Texto de origen:

Mi relación con Arguedas se limita a una receta de pallares que me dio Alberto Escobar en una noche de fiesta con Peter Elmore. Esa noche, mientras cocinábamos los pallares con rodilla de chancho, Alberto contaba cómo había sido la mesa redonda donde maltrataron innecesariamente a Arguedas sus amigos, que sabían cómo sufría cuando decía que él no era un “aculturado” mientras andaba de la mano con la elite intelectual y artística de la época. “Un aculturado ¿de que?” me quedé pensando cuando leí por primera vez la frase en El zorro de arriba y el zorro de abajo. Entonces yo estudiaba en Nueva York y el maestro acababa de matarse. La noticia estaba en el recorte que me envió un amigo dentro del libro en ese junio de 1969. Y siguió Escobar contándonos sobre Arguedas cuando se apagaron las luces y las bombas sonaron a lo lejos. Entre velas cenamos los tres a horas avanzadas y finalmente se fueron caminando a sus casas que estaban a corta distancia de la mía. He visto repetirse la historia de Arguedas en muchos otros con frecuencia desde que oí el cuento y leí el primer borrador del libro de Alberto, fruto de la mesa redonda. Algunos emigraron, otros se mataron, otros nomás se murieron pronto en estos veinte años transcurridos desde esa noche de 1987. No he vuelto a escuchar la frase “ser un aculturado”. Se escucha alienado, acomplejado, pero aculturado —sin cultura—, no.

Información mostrada:
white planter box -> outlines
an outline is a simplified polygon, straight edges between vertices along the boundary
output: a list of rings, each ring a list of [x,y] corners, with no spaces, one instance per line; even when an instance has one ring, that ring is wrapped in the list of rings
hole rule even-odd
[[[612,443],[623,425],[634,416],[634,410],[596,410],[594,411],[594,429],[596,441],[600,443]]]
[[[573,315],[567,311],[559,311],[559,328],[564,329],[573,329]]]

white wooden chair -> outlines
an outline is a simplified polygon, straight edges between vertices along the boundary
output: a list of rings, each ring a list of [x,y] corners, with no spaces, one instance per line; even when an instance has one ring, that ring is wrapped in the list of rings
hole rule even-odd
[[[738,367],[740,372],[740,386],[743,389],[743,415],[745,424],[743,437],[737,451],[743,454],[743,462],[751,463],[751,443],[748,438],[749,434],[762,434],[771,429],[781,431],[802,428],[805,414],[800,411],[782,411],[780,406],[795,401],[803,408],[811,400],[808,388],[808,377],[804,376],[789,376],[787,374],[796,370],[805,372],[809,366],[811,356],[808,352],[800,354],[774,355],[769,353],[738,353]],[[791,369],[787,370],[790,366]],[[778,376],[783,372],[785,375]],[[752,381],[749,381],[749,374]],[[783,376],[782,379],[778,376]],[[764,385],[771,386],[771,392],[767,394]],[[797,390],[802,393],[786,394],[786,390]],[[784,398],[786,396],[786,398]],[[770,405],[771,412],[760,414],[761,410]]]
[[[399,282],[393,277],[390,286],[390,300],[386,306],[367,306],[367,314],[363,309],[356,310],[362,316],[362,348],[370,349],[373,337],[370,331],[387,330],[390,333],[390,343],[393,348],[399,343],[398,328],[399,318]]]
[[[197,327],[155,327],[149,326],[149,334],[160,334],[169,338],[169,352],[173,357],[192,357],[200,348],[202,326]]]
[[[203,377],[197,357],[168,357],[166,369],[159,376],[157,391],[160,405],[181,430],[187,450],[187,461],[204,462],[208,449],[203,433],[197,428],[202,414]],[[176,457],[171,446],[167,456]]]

Partes del ejercicio:
**a.** Indica si cada afirmación coincide con el texto sobre Arguedas y respalda cada respuesta con las palabras exactas que lo deciden: (i) La receta de pallares la dio Peter Elmore. (ii) La noticia de la muerte de Arguedas llegó en un recorte enviado dentro de un libro. (iii) Después de la cena, los dos invitados se quedaron a dormir en la casa.
**b.** Retoma el texto sobre Arguedas después de su última oración y escribe un párrafo que lo continúe.

Respuestas del ejercicio:
**a.**
(i) No: «una receta de pallares que me dio Alberto Escobar».
(ii) Sí: «La noticia estaba en el recorte que me envió un amigo dentro del libro en ese junio de 1969».
(iii) No: «finalmente se fueron caminando a sus casas que estaban a corta distancia de la mía».

**b.**
 
Celebramos el 16 de agosto un cumpleaños más de nuestra madre teresa, Maruja Martínez Castilla, quien logró en sus 55 años de vida casi cumplidos, mostrarnos cómo era posible ponerse por encima de las circunstancias y juntar gente con opiniones distintas a discutir y llegar acuerdos —o desacuerdos—productivos y positivos. Venía ella cargada del dolor de los pongos durmiendo en la puerta de su cuarto en Jauja, de la experiencia de la división de la izquierda y de ser ella misma víctima de discriminación por ser líder política a los veinte y tantos años en un medio donde los dirigentes estudiantiles de su partido, perseguidos o encarcelados, no permanecían ajenos al machismo general. Ella no fue una “aculturada” ni menos aun una acomplejada ni una alienada. El partido, cuenta ella en su texto, ayudó a los dirigentes hombres a salir de la cárcel pero la dejó a ella dentro porque era “poco el costo”. No salía de su asombro cuando lo escribió y menos cuando le hice ver que había sido victima de una discriminación atroz no por razones político partidarias sino por ser mujer. Que su tema político era ser mujer. Tardé seis meses en contestarle desde Noruega la carta comentándole su extraordinario manuscrito que fue su único texto. Maruja a su modo y desde su cuna buscaba la igualdad, sometida al mismo tiempo a su cultura y a su historia, ambas irremediables. Sufría de los mismos jirones que Arguedas. Estaba tironeada entre su ser y su deber ser kantiano. Entre su ser y su querer ser moderno. Nos enseñó que el compromiso es integridad y que las ideas son el motivo de ser de las personas, inclusive llevándolos hasta su negación. Arguedas hasta la muerte.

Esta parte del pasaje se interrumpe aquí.